Objective
Transcribe the records exactly from the line with "Could you spot the green" to the end, both included.

┌─ Extracted material

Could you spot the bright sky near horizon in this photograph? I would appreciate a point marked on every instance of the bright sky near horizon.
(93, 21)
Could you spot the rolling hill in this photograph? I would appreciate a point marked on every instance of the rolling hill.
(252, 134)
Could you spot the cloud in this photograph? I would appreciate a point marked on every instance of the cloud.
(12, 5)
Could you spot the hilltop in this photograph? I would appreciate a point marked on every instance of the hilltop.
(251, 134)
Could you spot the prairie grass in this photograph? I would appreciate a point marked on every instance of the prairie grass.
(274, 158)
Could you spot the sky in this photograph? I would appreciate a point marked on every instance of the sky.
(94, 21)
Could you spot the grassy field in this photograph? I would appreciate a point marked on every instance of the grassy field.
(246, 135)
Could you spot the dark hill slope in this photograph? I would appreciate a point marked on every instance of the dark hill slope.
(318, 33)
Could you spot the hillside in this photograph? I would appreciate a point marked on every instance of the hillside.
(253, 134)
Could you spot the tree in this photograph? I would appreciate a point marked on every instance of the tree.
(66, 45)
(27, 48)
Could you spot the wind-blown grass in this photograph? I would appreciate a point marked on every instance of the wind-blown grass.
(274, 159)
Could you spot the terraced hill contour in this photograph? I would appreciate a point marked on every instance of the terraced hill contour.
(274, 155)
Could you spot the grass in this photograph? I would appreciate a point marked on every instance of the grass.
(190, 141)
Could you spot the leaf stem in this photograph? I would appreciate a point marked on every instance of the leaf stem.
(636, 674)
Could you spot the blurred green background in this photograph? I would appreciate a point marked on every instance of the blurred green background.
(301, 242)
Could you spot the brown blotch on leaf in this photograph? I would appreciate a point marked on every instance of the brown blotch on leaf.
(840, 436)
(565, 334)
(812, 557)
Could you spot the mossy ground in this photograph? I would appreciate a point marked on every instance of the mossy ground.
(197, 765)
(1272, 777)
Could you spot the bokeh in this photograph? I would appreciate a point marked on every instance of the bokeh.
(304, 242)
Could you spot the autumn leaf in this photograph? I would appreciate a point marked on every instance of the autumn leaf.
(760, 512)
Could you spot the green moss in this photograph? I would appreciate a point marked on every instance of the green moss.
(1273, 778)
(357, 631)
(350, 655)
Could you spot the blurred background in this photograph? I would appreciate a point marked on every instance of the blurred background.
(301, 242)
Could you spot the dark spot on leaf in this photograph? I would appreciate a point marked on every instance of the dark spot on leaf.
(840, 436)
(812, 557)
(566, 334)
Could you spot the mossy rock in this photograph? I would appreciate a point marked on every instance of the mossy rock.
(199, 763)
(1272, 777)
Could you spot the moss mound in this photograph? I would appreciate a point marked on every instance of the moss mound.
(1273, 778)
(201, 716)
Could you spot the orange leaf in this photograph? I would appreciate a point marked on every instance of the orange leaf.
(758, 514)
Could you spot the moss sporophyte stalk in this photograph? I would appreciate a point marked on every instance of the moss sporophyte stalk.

└─

The output
Could you spot the green moss in this photograph? I would appreciate a point marked on every instance of the green moss.
(1273, 778)
(357, 631)
(350, 655)
Could you spot the blurred background in this photograph? I would appreciate a point marked on every instance of the blurred background.
(301, 242)
Could you spot the dark spot on leaf in this photograph? I would appreciate a point marked on every instance of the dark spot on leaf.
(840, 436)
(812, 557)
(566, 334)
Could you spot the mossy rock in this photograph? I would appreciate a point marked on every instance of the mossy rock.
(199, 763)
(1272, 777)
Could you spot the moss mound in this photograph? I would appreciate a point marked on every instance of the moss mound.
(1273, 778)
(201, 716)
Could you spot the orange leaf in this photograph? I would appreciate a point marked on every instance of the orange leaf.
(758, 514)
Could you spot the moss sporophyte stalk in this photograph? I would appreciate a point marked on every instance of the moss sporophyte stalk.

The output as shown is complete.